--- Data shown ---

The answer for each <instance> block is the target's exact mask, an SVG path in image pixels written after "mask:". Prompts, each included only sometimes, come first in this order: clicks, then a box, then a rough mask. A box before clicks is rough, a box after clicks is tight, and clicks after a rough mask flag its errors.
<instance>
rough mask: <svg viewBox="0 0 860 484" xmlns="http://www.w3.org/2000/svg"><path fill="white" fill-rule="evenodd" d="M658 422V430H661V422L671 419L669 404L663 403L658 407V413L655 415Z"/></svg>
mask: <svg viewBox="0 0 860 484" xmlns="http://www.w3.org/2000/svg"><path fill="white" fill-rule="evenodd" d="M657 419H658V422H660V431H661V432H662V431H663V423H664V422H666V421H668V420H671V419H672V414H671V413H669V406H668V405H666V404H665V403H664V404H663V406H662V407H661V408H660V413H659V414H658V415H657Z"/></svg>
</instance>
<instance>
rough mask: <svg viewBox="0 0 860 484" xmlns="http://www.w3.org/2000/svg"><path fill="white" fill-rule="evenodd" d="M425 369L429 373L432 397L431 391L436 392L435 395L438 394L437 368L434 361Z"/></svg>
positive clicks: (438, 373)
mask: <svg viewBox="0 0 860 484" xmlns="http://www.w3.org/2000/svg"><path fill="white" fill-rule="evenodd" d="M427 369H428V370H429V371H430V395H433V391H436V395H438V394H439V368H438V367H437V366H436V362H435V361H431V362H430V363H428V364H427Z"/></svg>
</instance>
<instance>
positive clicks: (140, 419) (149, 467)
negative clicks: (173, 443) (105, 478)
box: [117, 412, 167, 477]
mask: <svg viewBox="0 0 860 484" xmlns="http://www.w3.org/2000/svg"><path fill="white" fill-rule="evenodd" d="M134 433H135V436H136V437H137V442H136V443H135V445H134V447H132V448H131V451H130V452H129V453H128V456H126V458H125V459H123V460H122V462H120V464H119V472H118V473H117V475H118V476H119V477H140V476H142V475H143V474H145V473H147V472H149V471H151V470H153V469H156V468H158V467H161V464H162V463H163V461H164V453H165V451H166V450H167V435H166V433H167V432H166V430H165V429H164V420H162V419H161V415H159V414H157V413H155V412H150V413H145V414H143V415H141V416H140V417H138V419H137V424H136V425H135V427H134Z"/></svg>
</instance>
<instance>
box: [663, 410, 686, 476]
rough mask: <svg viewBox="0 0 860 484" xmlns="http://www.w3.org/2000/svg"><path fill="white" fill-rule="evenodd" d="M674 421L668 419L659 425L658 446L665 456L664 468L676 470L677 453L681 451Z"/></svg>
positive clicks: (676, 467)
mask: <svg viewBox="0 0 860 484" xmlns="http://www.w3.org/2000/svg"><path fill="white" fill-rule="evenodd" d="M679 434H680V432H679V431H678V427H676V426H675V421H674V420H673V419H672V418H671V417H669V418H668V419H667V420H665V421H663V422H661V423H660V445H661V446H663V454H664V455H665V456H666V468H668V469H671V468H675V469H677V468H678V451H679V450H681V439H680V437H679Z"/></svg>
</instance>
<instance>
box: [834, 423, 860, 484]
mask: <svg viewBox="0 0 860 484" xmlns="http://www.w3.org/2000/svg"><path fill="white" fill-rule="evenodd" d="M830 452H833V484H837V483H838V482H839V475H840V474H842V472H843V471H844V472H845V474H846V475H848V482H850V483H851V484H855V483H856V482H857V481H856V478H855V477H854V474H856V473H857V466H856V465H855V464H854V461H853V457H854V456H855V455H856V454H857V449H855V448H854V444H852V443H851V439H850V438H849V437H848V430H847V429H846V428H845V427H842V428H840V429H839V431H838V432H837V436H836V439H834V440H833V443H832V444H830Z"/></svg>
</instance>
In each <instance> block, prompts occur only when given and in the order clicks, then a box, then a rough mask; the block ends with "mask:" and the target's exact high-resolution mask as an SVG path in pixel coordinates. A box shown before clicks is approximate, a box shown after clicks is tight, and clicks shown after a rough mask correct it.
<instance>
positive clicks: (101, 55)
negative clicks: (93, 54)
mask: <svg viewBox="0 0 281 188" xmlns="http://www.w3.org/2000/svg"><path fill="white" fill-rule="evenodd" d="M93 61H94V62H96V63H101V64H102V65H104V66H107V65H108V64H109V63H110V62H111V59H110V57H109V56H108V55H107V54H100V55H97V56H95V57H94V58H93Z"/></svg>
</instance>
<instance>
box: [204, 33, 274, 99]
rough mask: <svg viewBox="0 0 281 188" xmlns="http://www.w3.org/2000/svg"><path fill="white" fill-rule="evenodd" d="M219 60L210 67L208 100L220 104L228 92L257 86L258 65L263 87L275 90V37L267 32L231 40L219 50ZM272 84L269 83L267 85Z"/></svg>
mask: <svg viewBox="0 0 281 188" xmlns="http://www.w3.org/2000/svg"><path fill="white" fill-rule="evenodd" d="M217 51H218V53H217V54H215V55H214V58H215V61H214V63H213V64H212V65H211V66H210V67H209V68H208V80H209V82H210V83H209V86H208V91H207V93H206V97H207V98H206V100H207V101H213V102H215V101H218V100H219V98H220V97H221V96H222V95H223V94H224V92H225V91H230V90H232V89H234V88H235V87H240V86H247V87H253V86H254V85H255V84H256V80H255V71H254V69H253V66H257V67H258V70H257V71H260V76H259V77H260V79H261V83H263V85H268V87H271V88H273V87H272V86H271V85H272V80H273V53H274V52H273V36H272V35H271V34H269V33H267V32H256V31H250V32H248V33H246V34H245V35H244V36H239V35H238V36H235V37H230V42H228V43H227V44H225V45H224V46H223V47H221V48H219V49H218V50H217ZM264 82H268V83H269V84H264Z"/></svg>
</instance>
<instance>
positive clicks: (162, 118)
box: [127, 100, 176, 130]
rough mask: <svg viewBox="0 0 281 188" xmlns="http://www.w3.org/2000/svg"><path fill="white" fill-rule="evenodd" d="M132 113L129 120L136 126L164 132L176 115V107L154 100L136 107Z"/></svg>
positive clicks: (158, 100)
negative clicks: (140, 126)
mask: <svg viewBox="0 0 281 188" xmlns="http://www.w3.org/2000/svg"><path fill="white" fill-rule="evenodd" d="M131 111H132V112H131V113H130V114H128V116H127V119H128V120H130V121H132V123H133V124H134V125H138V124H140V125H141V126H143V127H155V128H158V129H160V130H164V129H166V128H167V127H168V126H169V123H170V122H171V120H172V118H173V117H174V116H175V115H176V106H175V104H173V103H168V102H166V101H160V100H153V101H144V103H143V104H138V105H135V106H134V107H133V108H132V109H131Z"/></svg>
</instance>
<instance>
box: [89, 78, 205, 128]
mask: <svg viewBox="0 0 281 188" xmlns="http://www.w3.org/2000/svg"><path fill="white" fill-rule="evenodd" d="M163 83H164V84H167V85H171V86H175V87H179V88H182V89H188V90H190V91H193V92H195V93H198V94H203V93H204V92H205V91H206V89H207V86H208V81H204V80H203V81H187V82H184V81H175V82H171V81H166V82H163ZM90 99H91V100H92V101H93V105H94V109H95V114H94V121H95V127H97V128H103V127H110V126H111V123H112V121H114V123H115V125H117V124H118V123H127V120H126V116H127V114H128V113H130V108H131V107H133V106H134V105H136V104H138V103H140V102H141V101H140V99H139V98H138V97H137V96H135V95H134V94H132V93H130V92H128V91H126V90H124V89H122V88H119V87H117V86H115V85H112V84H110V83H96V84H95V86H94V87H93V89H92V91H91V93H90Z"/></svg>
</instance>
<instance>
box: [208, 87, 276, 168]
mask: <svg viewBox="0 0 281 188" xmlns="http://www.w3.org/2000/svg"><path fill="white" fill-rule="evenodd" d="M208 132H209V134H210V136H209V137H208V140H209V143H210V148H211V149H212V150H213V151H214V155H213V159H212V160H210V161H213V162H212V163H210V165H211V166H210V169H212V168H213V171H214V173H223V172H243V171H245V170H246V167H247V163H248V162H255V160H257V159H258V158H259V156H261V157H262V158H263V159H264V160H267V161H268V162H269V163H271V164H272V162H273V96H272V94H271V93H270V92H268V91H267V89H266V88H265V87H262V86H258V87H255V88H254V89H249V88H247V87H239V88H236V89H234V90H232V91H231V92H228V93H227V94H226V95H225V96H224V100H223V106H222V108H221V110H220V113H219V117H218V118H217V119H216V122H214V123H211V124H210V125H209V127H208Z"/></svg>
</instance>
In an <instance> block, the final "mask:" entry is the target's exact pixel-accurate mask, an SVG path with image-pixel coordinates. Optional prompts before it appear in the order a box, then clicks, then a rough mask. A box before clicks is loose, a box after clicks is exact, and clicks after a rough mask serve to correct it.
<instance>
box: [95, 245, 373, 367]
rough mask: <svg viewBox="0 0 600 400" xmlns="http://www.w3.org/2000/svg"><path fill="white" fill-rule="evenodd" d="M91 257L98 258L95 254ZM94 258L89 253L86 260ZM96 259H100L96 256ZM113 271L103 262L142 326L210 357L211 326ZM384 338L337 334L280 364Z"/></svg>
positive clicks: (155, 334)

--- What the task requires ---
Reproduce the lines above, beginning at the line with "positive clicks: (162, 118)" and stopping after the line with "positive clicks: (158, 100)", exactly as they are.

--- Worked solution ---
positive clicks: (162, 118)
box: [127, 100, 176, 130]
rough mask: <svg viewBox="0 0 281 188" xmlns="http://www.w3.org/2000/svg"><path fill="white" fill-rule="evenodd" d="M132 113L129 120L136 126L164 132L176 115V107L154 100L136 107Z"/></svg>
positive clicks: (158, 100)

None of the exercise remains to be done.